--- Provided records Enclosed Below ---
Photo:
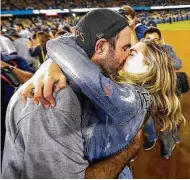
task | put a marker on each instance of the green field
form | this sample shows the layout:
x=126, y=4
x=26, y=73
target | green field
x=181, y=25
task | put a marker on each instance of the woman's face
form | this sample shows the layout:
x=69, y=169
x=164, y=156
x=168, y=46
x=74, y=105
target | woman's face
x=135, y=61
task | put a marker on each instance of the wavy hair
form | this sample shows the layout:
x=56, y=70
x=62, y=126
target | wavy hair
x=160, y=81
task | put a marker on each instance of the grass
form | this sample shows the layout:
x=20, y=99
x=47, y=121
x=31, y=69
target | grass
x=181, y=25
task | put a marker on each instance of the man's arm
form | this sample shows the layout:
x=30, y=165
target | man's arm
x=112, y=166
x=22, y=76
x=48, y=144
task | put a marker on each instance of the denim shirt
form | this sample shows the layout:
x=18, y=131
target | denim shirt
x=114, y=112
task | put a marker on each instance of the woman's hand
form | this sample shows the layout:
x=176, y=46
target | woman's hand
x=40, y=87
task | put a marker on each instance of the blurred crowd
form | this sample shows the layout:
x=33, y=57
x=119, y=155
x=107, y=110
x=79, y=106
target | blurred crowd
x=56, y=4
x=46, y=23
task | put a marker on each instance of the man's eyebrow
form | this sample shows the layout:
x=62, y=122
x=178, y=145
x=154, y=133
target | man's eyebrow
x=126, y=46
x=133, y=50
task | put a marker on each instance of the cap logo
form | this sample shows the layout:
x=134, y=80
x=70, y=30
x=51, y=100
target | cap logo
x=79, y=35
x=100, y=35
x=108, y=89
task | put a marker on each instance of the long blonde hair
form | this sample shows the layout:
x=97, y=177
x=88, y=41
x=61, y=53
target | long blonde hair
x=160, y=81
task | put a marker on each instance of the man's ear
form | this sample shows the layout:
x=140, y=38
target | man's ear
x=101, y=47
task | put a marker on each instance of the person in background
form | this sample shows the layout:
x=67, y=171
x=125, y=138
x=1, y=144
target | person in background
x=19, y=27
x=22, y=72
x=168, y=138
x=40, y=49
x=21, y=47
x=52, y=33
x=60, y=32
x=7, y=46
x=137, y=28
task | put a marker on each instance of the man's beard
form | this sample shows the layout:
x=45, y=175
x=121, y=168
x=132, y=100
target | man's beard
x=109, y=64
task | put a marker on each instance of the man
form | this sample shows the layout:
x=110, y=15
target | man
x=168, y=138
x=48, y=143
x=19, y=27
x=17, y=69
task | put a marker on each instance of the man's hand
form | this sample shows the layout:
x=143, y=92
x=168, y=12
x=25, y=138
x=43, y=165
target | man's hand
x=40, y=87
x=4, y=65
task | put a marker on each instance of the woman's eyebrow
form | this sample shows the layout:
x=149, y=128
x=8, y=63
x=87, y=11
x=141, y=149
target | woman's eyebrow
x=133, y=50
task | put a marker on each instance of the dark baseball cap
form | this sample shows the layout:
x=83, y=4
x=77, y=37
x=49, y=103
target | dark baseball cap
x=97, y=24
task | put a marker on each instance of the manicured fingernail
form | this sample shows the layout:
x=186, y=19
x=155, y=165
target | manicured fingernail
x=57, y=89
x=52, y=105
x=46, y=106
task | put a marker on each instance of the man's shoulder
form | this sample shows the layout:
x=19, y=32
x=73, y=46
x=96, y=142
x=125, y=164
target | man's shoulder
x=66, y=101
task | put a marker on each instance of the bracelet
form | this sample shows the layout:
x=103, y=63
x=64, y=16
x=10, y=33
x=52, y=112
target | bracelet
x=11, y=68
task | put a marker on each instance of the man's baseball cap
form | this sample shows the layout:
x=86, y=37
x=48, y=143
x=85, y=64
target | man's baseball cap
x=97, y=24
--- End of Enclosed Provided records ---
--- Provided records Enclosed Below ---
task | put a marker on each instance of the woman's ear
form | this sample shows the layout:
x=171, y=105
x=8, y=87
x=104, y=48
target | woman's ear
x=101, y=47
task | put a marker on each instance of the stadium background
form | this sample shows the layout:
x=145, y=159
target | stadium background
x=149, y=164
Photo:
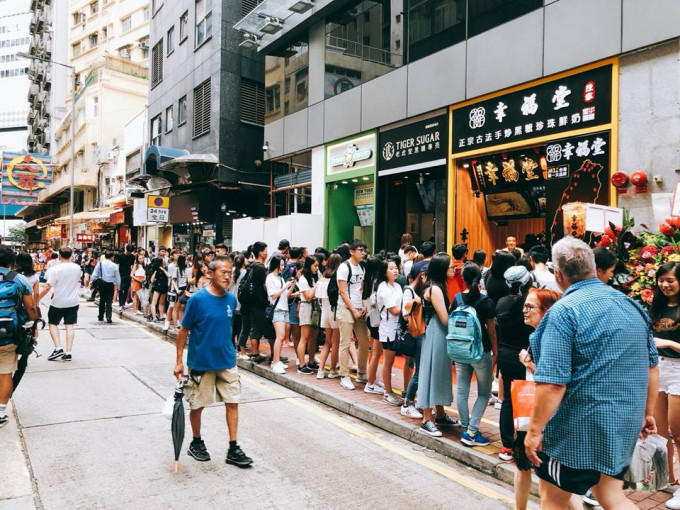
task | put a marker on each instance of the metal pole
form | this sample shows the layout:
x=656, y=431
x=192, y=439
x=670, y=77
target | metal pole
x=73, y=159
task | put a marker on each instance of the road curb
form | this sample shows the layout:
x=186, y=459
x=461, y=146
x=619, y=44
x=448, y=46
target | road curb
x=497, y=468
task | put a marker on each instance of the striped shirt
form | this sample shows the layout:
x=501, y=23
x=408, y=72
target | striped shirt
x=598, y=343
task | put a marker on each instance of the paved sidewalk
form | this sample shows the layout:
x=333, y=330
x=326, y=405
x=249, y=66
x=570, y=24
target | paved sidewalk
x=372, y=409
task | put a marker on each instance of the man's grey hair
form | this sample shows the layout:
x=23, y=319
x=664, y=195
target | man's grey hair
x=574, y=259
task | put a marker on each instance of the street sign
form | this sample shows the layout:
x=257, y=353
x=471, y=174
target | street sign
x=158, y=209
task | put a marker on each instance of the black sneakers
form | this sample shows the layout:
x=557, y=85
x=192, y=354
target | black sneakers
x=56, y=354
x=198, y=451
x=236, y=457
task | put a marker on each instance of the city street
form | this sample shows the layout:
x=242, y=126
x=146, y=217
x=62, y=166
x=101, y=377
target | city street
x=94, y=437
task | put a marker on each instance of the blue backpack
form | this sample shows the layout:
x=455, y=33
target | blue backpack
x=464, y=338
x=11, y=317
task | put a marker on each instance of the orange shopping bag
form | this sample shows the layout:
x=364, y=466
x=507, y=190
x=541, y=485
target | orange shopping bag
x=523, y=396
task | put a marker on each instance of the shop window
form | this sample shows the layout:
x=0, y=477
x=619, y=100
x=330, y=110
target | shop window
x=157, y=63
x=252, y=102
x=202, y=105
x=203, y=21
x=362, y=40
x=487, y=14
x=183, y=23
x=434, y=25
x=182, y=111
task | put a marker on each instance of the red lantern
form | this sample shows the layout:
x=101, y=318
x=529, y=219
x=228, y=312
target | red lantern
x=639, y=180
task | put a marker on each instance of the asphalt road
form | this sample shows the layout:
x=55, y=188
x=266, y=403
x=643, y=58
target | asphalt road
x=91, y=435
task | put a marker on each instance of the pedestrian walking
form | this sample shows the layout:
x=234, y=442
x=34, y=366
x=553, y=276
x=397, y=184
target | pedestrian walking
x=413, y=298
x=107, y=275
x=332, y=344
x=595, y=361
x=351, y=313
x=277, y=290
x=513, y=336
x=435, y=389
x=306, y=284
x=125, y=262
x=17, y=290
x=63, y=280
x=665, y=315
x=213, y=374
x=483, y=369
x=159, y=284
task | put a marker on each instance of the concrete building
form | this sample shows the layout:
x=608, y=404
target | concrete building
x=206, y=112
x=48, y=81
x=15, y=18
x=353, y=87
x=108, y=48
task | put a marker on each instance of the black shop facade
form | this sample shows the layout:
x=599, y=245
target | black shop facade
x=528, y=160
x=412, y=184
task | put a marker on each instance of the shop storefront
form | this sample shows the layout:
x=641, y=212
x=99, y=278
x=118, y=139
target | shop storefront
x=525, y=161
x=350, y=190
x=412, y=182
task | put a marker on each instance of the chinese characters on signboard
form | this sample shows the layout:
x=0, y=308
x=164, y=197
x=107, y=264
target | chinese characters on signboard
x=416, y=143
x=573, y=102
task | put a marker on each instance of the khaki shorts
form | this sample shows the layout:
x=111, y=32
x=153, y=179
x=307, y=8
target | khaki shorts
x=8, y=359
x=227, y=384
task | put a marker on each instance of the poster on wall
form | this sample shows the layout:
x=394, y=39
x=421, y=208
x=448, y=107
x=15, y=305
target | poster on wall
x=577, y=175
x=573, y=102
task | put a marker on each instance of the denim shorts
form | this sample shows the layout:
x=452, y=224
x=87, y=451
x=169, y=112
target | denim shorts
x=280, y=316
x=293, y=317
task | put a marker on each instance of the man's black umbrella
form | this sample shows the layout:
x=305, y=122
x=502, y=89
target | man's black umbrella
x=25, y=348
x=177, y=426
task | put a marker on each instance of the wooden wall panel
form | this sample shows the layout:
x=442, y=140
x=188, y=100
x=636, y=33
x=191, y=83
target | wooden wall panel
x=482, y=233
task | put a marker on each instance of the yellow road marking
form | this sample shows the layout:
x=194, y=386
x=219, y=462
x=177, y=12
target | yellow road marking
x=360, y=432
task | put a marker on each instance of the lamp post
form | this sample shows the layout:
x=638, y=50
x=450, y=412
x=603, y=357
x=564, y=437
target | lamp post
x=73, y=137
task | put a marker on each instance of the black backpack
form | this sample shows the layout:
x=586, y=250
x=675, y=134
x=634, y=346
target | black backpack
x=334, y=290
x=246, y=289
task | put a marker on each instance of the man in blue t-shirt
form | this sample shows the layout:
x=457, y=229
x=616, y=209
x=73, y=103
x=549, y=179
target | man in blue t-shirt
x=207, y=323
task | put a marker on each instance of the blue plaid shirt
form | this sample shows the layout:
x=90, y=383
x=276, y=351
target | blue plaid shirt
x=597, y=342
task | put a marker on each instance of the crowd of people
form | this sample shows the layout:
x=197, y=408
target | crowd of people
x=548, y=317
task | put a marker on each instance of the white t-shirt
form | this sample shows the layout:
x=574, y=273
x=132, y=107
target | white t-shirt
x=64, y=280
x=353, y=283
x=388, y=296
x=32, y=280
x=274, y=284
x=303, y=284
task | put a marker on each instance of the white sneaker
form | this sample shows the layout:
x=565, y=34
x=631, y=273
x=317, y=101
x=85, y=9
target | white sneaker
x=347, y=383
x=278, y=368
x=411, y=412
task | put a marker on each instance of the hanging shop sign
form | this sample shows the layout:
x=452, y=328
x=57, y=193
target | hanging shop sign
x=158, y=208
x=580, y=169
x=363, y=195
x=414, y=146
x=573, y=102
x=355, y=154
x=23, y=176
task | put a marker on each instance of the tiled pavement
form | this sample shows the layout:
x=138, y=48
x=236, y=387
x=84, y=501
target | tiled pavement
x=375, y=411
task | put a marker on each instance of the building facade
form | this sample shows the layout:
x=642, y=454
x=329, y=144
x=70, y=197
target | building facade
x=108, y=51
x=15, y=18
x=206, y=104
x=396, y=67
--- End of Enclosed Provided records ---
Your task
From the data above, reproduce word for word the lines running from the line with "x=111, y=32" to the line with "x=90, y=383", ends included.

Task response
x=111, y=32
x=153, y=179
x=307, y=8
target | khaki shorts
x=8, y=359
x=227, y=384
task | put a marker on each instance of the poster on wall
form | this sample shows the layout:
x=394, y=39
x=421, y=208
x=448, y=107
x=15, y=305
target | poster on wall
x=577, y=175
x=573, y=102
task | put a marker on each instance of the denim shorts
form | this sample shows the layout:
x=452, y=224
x=87, y=451
x=169, y=112
target | denim shorts
x=280, y=316
x=293, y=317
task | put a marker on each instance of the man's black umbrella
form | this sample shows the layout:
x=305, y=122
x=502, y=89
target | man's black umbrella
x=25, y=348
x=177, y=426
task | put a marker on each instance of the wooden wall panel
form | this sample shows the layout:
x=442, y=140
x=188, y=100
x=636, y=33
x=191, y=83
target | wooden wall panel
x=482, y=233
task | put a marker on each instance of the yellow road marking
form | this sample shows the layout:
x=194, y=386
x=219, y=462
x=177, y=12
target | yellow road marking
x=360, y=432
task | put a marker on each instance of the lamp post
form | this sample shows the layout:
x=638, y=50
x=450, y=412
x=603, y=357
x=564, y=437
target | lamp post
x=73, y=137
task | put a marker on each instance of the black backpack
form | this sample shows the layout:
x=586, y=250
x=675, y=134
x=634, y=346
target | black backpack
x=334, y=290
x=246, y=289
task | put a marker on each instance of the man in blue t-shirt
form | this sample shows the layout:
x=457, y=229
x=616, y=209
x=73, y=103
x=549, y=179
target | man in blue t-shirt
x=207, y=323
task | put a marker on each instance of the blue plaid shirt
form | this sample shows the layout:
x=90, y=383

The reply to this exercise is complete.